> EXERCISE
Change every "left hand" to "left arm" in the data below, keep everything else the same, and leave the pictures out.

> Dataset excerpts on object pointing
>> Begin

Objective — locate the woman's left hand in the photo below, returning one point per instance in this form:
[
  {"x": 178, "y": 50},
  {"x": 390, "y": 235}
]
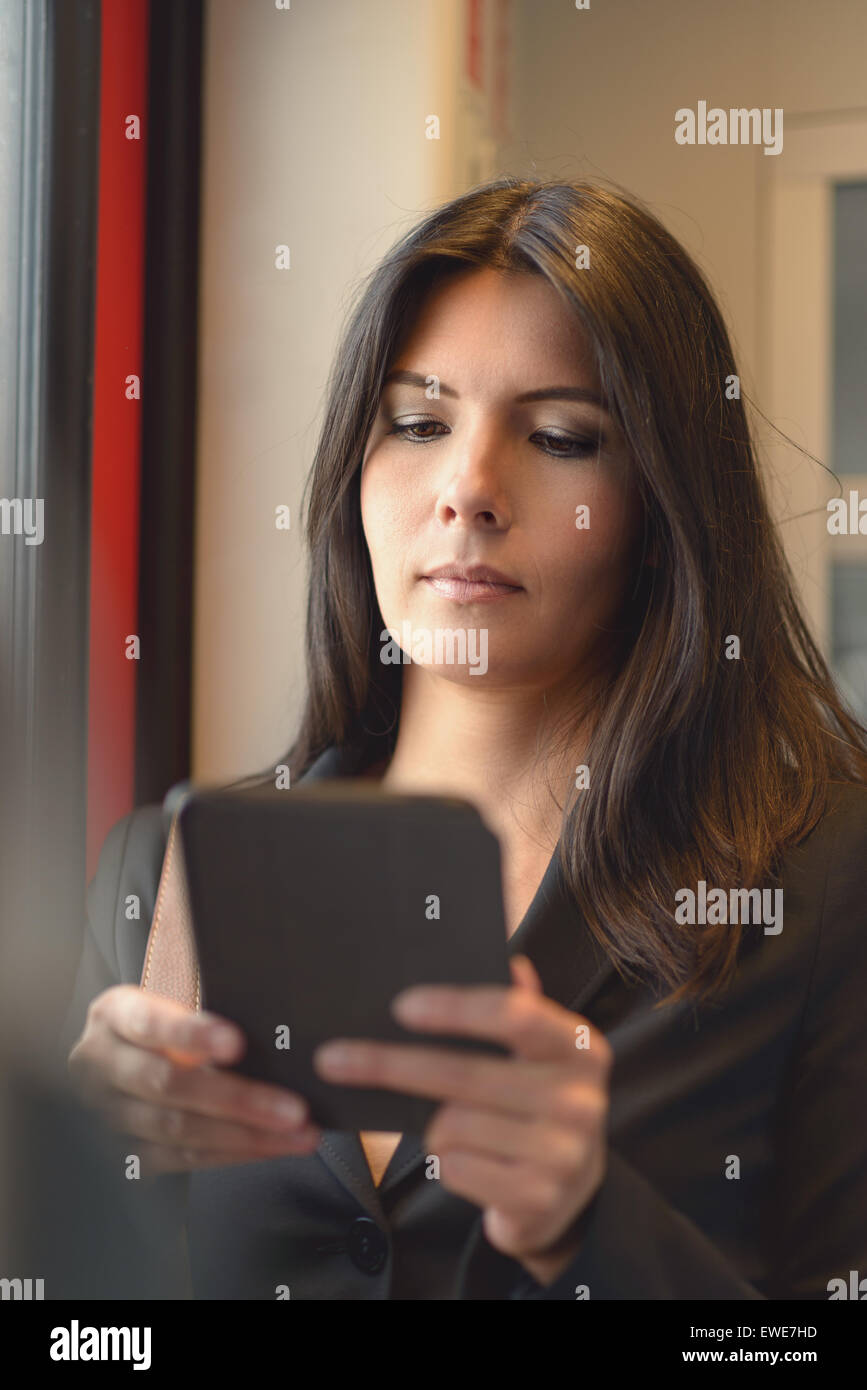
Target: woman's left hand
[{"x": 523, "y": 1137}]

>> End

> WRITTEN ANSWER
Objective — locate the woman's left arm in the photo below, returning one point per instance in this form:
[
  {"x": 178, "y": 50},
  {"x": 390, "y": 235}
]
Target: woman's left arm
[{"x": 523, "y": 1137}]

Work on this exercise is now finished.